**What is expected**
Rewrite the T'ai Chi text between "Stress is competing" and "to fix itself.", inclusive, with "long-term regeneration" replaced by "long-term repair".

**Source document**

★ ★ ★ ★

T'ai Chi cultivates health benefits beyond those studied by Western medicine. T'ai Chi conditions the sleeves between muscles and nerves (the films that separate and support the organs) known as the fascia. The acupuncture meridians (energy pathways) of Chinese medicine run through the fascia. By conditioning these boundary layers between tissues, T'ai Chi reduces chemical cross-linking, or cellular rust. Move it or lose it, the Taoists say. The turning of the trunk flexes the spine, producing some of the same benefits as twists in yoga (improved spinal flexibility, release of tension on the perispinal muscles, alleviating imbalances that can lead to back pain while improving blood flow to the discs). And similar to yoga, T'ai Chi conditions the psoas, that deep muscle of balance that underlies the lower abdominal organs and mediates the relationship of the spine to the pelvis and legs. Proper T'ai Chi practice places certain demands on the body: The sinking of the weight, over time, tells the legs to add muscle and bone mass, while the turning of the body, in conjunction with deep abdominal breathing, "wrings out" the organs, flushing blood out as they're compressed and allowing it to flow back in when the movement compresses another part of the torso. This flexing and unflexing reduces pockets of stagnation in the various organ systems.
Physical strength peaks in the mid-20s, declines modestly to age 50, and steeply thereafter. Studies show a loss of one-third of lower extremity strength by age 70. In advanced age, few people are able to stand on one leg for more than a few seconds. Premature decline need not be the case. T'ai Chi exercises all the joints and major muscle groups in a slow, rhythmic, mindful way, priming the body for whatever demands the day may make. Leg strength increases with practice, which pays off with every step you take, every time you stand in line, every time you climb a flight of stairs. Your joints stay loose and flexible, so everyday chores around the house and garden don't take as much out of you. When you practice T'ai Chi in the morning, it's easier to move for the rest of the day and concentrate on what you have to do. You waste less energy and attention on body static, so you have the stamina to ride out crazy days and long hours at work and still have something left for your family, your mate, your art. T'ai Chi is for anyone who wants to move with greater strength, grace, and ease as they get older.
In the United States, studies have shown that even people in their 70s and 80s can learn a simplified series of T'ai Chi forms, and benefit tremendously. Study subjects show a marked decrease in injurious falls, reduction in blood pressure, and improved measures of balance and confidence.
Stress is competing demands, overabundant choices, too much to do in too little time. Stress is modern living, the American way. Chronic stress is bad because it makes the body focus on short-term emergencies, at the expense of long-term regeneration. Chronic stress undermines the body's ability to fix itself.

★ ★ ★ ★

**Supplied data**
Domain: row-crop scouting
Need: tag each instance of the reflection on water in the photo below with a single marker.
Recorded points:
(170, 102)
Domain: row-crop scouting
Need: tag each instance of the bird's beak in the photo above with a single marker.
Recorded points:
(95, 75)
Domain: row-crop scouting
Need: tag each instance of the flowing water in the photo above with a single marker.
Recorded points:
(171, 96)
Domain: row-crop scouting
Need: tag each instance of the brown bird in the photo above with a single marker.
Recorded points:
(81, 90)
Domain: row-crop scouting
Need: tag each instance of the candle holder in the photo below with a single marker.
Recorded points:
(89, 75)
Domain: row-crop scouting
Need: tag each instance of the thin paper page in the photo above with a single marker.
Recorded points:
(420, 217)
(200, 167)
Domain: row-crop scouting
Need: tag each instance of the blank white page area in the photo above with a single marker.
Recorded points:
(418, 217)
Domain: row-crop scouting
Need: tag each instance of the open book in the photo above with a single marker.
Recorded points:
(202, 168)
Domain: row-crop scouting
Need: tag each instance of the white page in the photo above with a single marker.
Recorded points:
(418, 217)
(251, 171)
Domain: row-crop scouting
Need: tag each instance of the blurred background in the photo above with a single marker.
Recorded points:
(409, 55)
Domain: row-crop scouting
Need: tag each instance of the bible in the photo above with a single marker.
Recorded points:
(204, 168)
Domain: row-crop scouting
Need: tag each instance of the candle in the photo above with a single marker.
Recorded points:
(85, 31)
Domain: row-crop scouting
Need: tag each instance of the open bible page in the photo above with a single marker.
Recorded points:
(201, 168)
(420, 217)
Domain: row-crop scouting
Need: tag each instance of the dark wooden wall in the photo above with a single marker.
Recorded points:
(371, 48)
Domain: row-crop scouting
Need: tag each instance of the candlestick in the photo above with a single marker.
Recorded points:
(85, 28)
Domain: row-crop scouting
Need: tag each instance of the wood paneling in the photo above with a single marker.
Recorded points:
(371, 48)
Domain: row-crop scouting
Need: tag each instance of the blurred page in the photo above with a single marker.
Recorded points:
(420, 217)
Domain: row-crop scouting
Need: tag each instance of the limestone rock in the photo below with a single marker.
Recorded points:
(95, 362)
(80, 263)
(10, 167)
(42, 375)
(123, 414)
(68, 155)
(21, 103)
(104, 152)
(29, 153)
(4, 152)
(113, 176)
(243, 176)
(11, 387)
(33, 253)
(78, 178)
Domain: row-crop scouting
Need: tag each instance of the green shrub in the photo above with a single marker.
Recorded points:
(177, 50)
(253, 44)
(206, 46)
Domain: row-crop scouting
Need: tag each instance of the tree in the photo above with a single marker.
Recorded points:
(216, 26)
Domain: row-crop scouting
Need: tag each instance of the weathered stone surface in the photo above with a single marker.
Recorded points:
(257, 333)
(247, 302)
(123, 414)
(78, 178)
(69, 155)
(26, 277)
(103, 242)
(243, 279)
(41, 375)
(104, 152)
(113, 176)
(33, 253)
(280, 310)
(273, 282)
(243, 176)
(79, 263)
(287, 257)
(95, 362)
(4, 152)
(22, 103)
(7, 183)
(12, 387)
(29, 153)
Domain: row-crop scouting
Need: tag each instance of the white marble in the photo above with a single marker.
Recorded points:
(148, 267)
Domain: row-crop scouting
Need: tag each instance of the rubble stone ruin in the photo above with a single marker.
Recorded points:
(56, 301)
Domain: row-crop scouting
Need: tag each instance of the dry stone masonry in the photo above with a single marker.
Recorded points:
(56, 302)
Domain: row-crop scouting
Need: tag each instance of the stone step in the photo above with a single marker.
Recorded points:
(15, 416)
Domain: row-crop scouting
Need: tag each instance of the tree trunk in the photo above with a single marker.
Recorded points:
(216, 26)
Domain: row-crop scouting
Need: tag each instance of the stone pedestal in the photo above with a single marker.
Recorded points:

★ ★ ★ ★

**Output for this task**
Stress is competing demands, overabundant choices, too much to do in too little time. Stress is modern living, the American way. Chronic stress is bad because it makes the body focus on short-term emergencies, at the expense of long-term repair. Chronic stress undermines the body's ability to fix itself.